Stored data
******

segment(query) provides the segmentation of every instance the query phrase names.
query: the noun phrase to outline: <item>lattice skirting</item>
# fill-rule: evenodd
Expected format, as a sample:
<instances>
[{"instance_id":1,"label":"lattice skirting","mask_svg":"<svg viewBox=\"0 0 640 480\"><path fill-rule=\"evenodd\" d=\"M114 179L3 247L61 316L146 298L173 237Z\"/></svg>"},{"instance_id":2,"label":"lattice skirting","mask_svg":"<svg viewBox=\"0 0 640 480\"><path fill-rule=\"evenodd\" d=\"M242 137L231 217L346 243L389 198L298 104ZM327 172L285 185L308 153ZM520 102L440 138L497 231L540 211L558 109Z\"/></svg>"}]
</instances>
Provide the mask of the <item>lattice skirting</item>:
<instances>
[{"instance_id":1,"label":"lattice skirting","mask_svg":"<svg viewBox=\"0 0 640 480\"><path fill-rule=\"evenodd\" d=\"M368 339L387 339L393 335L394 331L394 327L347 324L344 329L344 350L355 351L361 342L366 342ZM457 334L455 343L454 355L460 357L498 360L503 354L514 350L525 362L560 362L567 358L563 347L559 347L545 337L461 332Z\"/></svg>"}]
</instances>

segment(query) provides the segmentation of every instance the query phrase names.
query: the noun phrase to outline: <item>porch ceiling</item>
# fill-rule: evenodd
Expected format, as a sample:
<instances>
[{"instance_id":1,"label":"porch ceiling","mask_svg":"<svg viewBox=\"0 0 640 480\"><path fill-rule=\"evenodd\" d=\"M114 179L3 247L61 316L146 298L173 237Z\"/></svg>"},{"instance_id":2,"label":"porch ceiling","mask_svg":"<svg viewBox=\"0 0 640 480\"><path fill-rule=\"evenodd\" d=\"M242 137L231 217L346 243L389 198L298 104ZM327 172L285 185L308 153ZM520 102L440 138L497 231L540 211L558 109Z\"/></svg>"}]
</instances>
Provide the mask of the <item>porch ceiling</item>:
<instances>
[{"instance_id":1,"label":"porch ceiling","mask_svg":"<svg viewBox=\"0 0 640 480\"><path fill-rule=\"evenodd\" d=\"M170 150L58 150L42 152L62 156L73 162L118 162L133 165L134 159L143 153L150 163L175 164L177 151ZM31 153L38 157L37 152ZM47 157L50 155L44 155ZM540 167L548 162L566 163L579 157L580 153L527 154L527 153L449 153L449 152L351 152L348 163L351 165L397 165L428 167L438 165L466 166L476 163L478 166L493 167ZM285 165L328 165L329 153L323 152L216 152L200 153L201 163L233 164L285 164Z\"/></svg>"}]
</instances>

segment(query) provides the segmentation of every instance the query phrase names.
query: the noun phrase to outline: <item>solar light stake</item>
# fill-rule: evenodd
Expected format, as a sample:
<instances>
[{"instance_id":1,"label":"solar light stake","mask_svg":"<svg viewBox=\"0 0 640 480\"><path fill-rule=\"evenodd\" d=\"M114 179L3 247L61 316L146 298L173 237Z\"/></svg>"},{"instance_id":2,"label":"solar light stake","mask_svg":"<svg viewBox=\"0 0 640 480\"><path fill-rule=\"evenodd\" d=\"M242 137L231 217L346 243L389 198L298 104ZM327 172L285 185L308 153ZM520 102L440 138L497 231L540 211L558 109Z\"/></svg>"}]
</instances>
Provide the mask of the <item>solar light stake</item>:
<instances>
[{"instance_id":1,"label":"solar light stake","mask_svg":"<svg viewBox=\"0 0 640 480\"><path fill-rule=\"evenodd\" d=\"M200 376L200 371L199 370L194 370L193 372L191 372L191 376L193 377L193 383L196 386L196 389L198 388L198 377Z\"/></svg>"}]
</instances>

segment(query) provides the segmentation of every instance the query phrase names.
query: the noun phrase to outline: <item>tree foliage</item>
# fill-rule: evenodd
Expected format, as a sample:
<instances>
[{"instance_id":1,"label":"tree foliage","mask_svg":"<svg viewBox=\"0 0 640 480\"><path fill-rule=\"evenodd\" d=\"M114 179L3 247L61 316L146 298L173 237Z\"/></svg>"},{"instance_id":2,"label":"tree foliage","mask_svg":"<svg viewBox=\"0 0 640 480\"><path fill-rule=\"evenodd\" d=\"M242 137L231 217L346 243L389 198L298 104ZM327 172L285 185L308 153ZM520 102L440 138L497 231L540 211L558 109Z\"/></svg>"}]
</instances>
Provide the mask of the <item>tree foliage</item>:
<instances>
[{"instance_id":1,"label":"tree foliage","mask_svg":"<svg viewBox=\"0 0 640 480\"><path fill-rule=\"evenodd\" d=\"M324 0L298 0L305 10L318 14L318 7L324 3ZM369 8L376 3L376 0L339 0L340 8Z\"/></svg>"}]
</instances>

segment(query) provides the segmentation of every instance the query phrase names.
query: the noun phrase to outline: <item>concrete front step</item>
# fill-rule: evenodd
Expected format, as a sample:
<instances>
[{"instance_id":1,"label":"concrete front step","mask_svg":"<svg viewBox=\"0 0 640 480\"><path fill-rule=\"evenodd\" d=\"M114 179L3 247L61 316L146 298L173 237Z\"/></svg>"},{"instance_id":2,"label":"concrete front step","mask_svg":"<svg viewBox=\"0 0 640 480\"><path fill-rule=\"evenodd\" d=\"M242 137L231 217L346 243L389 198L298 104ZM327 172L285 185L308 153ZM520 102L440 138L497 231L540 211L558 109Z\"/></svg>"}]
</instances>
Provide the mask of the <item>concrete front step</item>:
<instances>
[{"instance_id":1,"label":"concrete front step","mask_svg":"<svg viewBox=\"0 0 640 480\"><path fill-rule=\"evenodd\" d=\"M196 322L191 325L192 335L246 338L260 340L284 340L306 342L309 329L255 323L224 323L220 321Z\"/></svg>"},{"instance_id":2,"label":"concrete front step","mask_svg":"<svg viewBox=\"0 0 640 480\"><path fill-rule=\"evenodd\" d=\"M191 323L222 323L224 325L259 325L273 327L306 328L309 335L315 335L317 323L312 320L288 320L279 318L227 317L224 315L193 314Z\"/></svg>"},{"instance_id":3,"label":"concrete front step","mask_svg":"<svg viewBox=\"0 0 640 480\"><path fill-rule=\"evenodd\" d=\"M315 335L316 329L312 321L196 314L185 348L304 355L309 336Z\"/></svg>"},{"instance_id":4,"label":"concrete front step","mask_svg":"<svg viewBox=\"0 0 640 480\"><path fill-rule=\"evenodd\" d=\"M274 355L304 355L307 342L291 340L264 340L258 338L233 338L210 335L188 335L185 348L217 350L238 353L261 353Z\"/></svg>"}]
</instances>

******

Try it
Read through the data above. Report each line that has the word "noun".

Your solution
query: the noun phrase to outline: <item>lattice skirting</item>
query: the noun phrase to outline: <item>porch ceiling</item>
query: the noun phrase to outline: <item>solar light stake</item>
query: the noun phrase to outline: <item>tree foliage</item>
query: the noun phrase to outline: <item>concrete front step</item>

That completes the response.